I did the math a few years ago because I couldn't find anyone else who had published it. This is rough and IANAM (mathmagicman).

Every single day 8,000 boomers and above die, and 12,000 people turn 18 and those numbers are actually accelerating. If you use existing data to estimate conservative/liberal and likely voters within those groups it works out to a delta of 10,000 per day on a national scale. That's 5,000 votes switching every single day. That might not seem like alot. Because it really isn't. Out of 155 million votes cast, 10,000 is .006 percent. But here's the thing. It's cumulative. And it just doesn't stop. It is relentless. it's 300k a month, 3.6 million per year. And that pace is accelerating. Between 2020 and 2024 it's a 15 million vote difference. By 2028 it's 30 million. It used to be that people age into conservatism. But that is not happening with millennials. The demographics are changing, and changing quickly. The most conservative group in the country is dying. While the most liberal group is rising.

#####

◆ To-do list:
[A] In the passage on shifting voter demographics, how many people turn 18 each day?
[B] Pick up the passage on shifting voter demographics after its last sentence and continue it.
The material that comes next is from a separate source.

◆ Data segment:
#####

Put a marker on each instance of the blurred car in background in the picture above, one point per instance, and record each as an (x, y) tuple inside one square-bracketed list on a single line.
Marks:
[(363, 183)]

#####

◆ Response list:
[A] 12,000 people turn 18 every day.

[B]
We just have to hold on to democracy for a few more years. This will all be behind us. Another 10k today.

[–] Railing5132 18 points 1 year ago (4 children)

Regarding the steadfast belief that "conservatism is dying": no it isn't. Christian schools, home schools, Christian colleges, and even regular schools, communities and colleges are pumping out kids that have the beliefs of their parents. I live in a rural area, and work (hypocritically) for a Christian based organization. I'm surrounded by young minds that are perfectly comfortable with the ideals of the religious right, and vote.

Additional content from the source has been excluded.